Input records:
▼

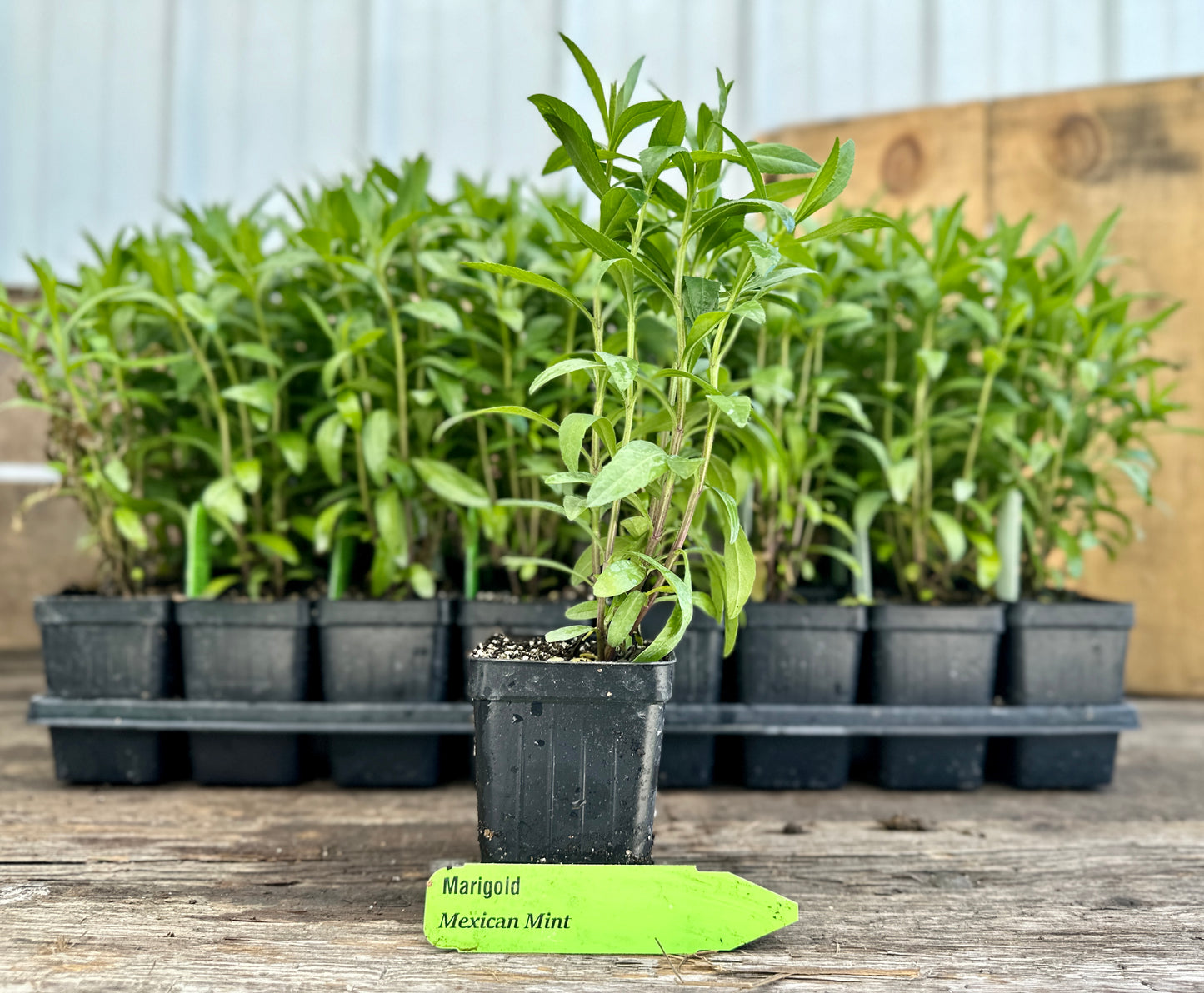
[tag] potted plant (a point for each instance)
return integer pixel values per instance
(1084, 397)
(637, 468)
(801, 641)
(89, 364)
(935, 352)
(389, 496)
(234, 335)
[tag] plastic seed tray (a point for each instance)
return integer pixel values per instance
(137, 741)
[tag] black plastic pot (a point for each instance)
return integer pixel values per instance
(384, 651)
(245, 651)
(1065, 654)
(100, 648)
(687, 761)
(792, 652)
(566, 758)
(938, 656)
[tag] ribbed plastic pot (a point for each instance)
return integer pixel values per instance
(936, 656)
(1065, 654)
(687, 761)
(566, 758)
(245, 651)
(793, 652)
(110, 648)
(383, 651)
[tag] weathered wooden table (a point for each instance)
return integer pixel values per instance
(191, 889)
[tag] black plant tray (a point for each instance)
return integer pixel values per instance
(1049, 746)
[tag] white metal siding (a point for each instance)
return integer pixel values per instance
(108, 107)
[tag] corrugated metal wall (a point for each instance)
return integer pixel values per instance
(110, 106)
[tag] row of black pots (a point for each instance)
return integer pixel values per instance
(1023, 654)
(1069, 652)
(153, 648)
(567, 754)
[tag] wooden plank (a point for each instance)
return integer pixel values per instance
(908, 159)
(314, 887)
(1072, 159)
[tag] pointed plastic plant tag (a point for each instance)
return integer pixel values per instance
(597, 909)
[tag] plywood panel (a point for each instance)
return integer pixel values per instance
(1073, 157)
(908, 159)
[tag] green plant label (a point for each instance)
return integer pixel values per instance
(597, 909)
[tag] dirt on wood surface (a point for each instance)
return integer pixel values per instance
(181, 887)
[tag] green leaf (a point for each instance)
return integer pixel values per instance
(390, 519)
(670, 130)
(295, 451)
(451, 483)
(624, 616)
(589, 72)
(248, 473)
(377, 438)
(433, 312)
(338, 576)
(532, 279)
(683, 611)
(129, 524)
(852, 405)
(700, 295)
(618, 576)
(952, 535)
(731, 511)
(572, 436)
(739, 573)
(324, 527)
(901, 477)
(422, 581)
(568, 632)
(257, 353)
(259, 394)
(782, 159)
(633, 467)
(622, 367)
(276, 544)
(329, 442)
(847, 225)
(118, 474)
(574, 135)
(197, 551)
(608, 248)
(224, 496)
(562, 367)
(348, 406)
(585, 611)
(932, 362)
(738, 408)
(519, 412)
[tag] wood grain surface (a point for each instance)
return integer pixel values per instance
(314, 889)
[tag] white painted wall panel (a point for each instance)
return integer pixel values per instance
(107, 107)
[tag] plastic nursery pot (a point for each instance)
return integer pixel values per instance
(253, 652)
(687, 761)
(566, 758)
(807, 654)
(1068, 652)
(384, 651)
(110, 648)
(938, 656)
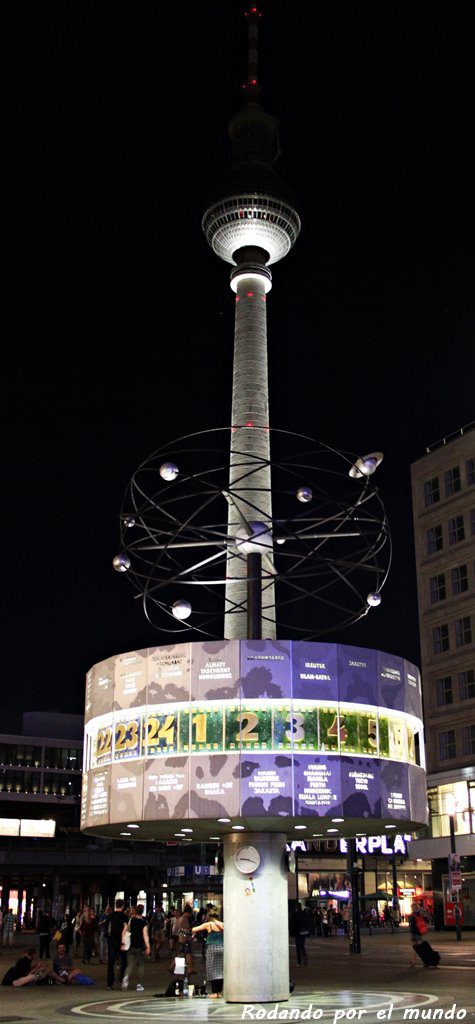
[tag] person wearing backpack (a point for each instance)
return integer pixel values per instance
(139, 946)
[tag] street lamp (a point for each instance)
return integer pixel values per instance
(454, 863)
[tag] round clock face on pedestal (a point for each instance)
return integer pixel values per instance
(247, 859)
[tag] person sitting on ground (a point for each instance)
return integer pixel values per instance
(27, 971)
(63, 973)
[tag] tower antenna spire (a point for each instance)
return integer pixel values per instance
(253, 15)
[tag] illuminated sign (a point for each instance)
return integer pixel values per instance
(28, 827)
(252, 729)
(264, 726)
(378, 844)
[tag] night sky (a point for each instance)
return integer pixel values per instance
(119, 317)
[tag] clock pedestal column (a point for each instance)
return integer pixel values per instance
(255, 913)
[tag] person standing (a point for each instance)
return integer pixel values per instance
(77, 932)
(214, 952)
(184, 937)
(88, 927)
(115, 929)
(156, 930)
(63, 973)
(300, 928)
(102, 927)
(139, 946)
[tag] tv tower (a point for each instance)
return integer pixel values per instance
(251, 222)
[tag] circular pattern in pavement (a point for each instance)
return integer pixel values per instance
(147, 1009)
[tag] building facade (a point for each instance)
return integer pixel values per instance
(443, 502)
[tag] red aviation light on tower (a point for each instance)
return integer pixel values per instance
(253, 14)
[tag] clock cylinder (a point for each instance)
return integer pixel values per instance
(256, 904)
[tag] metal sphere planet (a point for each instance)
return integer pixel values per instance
(256, 540)
(181, 609)
(305, 494)
(121, 562)
(169, 471)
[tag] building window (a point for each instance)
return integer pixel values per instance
(446, 744)
(452, 481)
(467, 684)
(437, 588)
(440, 639)
(463, 631)
(460, 580)
(456, 529)
(434, 539)
(468, 739)
(431, 492)
(443, 690)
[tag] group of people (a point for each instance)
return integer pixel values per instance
(322, 922)
(31, 970)
(125, 939)
(86, 929)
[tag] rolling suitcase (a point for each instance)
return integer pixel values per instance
(429, 956)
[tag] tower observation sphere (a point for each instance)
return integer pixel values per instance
(252, 222)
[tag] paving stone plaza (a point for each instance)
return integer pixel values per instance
(377, 985)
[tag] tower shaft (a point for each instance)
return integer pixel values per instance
(250, 496)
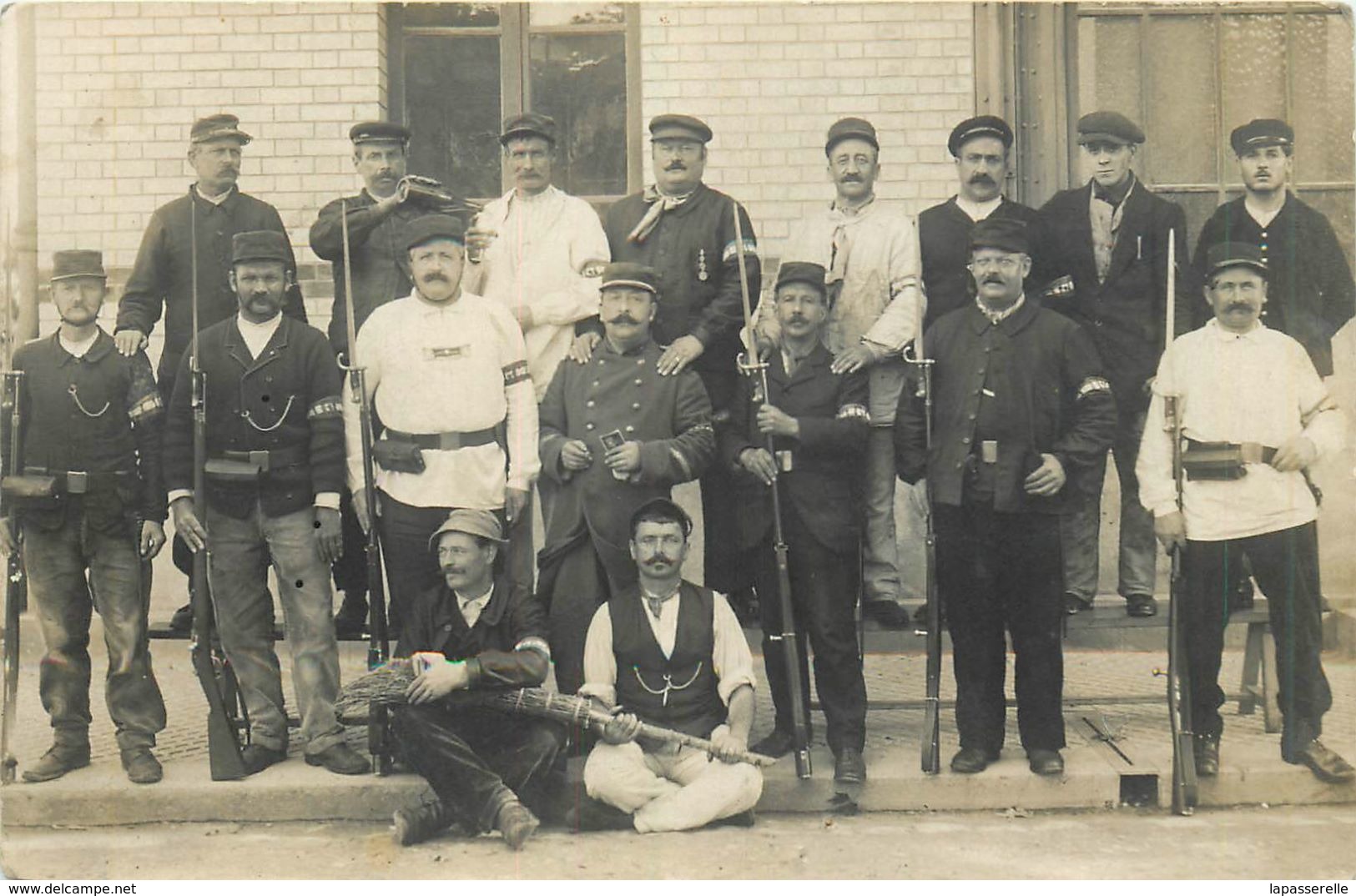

▲

What you are asked to do: Identify each line in the material above that contains the word "metal" in the same case, and copy those lines out.

Written solution:
[tag] white metal siding (a point for each instance)
[tag] corrugated metal wall (a point for each instance)
[tag] metal sphere planet (a point for each instance)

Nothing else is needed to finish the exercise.